== Fragmento ==

Pero he aquí que con la difusión de la imagen como eje central de la vida de los descendientes de los sapiens, resulta que el cine y principalmente las series, que vendrían a ser como películas en cuotas y al igual que las hipotecas, se engordan con los intereses, saturan todo el ambiente. Y no es solo el tiempo que uno puede emplear en seguir tal o cual serie, sino que, a traición, en todos los telediarios te meten entrevistas a actores y actoras, en las que deben explicar las sensaciones que les produjo la interpretación de tal o cual personaje, y todo acompañado con una cascada de elogios por el enorme esfuerzo que dedican, a veces, para interpretarse a ellos mismos. Es como si al fontanero que acaba de instalar un inodoro le pedimos que nos cuente como fue esa deslumbrante experiencia, qué pensó al ajustar los tornillos y si se sintió realizado cuando comprobó que el mecanismo funcionaba perfectamente. ¿No lo estresó el temor a que hubiera una pérdida de agua?

===
== Registros de datos ==

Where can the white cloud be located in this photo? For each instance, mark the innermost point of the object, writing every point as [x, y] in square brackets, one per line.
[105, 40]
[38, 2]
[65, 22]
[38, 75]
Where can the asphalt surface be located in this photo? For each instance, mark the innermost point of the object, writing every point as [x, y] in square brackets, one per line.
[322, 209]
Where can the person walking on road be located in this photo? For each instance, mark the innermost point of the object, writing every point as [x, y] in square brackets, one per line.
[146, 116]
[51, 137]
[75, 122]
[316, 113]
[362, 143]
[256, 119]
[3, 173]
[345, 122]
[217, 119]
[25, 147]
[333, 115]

===

Comprueba tu comprensión =
1. Según el fragmento, ¿a qué vendrían a ser equivalentes las series?
2. ¿Cómo quedaría de forma más breve el párrafo del fragmento que empieza por "Pero he aquí que", conservando sus datos principales?
3. ¿Puedes continuar el fragmento sobre el cine y las series a partir de donde termina?

Respuestas por tarea =
1. A películas en cuotas que, al igual que las hipotecas, se engordan con los intereses.

2. Con la imagen convertida en eje de la vida actual, el cine y sobre todo las series, como películas en cuotas que engordan con intereses igual que las hipotecas, lo saturan todo. Además del tiempo que exige seguirlas, los telediarios incluyen entrevistas a actores y actrices para que expliquen qué sintieron al interpretar a un personaje, entre elogios a su esfuerzo, a veces por interpretarse a sí mismos. Sería como pedir al fontanero que acaba de instalar un inodoro que relatara esa experiencia deslumbrante: qué pensó al ajustar los tornillos, si se sintió realizado al ver que funcionaba o si temió una pérdida de agua.

3.
Digo esto porque hubo unos días que en cualquier emisora o canal de televisión se comentaba el mismo tema, y se enviaron corresponsales a Los Ángeles para transmitir en directo la gala de los Oscars, un invento comercial y consumista que se merece precisamente eso, un Oscar. Y donde en el medio del Me too y la revolución feminista, las actrices más famosas y las que son ejemplos para gran parte de la humanidad, compiten no por sus ideas, sino por sus vestidos y joyas. Por sus escotes, o por una pierna que se asoma entre los pliegues de, a veces, cortinajes estrafalarios que se echan encima. Eso sí, con unas palabras en favor de la paz y la reivindicación de que no quieren que las traten como maniquíes vivientes.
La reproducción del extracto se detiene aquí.